SHORT TASK:
List every line of the listing below that contains the string "tower". Matches must be case-sensitive.

ENTRIES PROVIDED:
-=-=-
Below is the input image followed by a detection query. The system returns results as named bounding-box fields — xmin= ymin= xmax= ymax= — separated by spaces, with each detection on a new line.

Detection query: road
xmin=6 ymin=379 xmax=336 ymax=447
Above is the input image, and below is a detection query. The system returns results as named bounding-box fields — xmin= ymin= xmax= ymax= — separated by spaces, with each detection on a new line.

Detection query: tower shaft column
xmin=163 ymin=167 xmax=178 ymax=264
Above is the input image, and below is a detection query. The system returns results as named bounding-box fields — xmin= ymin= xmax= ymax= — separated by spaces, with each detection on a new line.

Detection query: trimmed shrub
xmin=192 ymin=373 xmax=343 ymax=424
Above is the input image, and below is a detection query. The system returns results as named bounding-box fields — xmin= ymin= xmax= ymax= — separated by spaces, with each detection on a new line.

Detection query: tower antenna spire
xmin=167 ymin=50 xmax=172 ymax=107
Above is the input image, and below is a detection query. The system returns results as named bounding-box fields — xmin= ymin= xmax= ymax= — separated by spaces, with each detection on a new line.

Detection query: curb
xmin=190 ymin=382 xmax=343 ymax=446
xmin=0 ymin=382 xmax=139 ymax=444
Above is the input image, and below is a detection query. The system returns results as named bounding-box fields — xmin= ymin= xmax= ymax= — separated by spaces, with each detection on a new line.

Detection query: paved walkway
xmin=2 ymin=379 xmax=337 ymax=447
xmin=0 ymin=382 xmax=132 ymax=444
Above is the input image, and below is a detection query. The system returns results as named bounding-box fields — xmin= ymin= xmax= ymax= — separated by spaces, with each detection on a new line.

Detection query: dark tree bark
-=-=-
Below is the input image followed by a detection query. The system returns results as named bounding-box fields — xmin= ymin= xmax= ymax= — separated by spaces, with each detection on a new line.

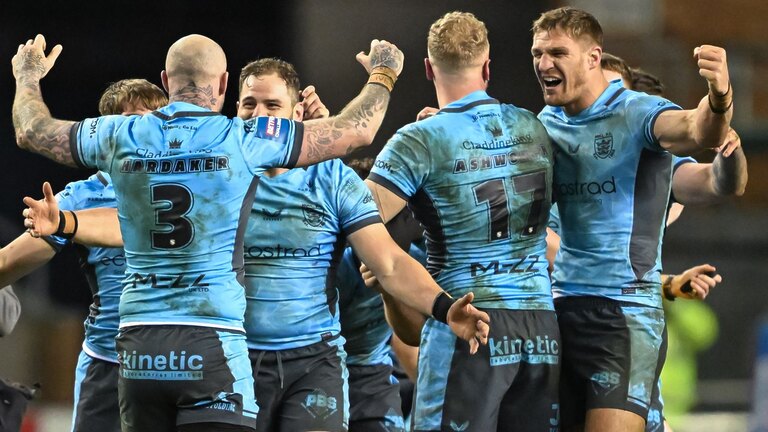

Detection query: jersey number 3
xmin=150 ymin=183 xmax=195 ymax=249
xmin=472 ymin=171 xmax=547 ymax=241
-=-=-
ANSWER TO THE TASK:
Detection query: tower shaft column
Detection query: tower antenna spire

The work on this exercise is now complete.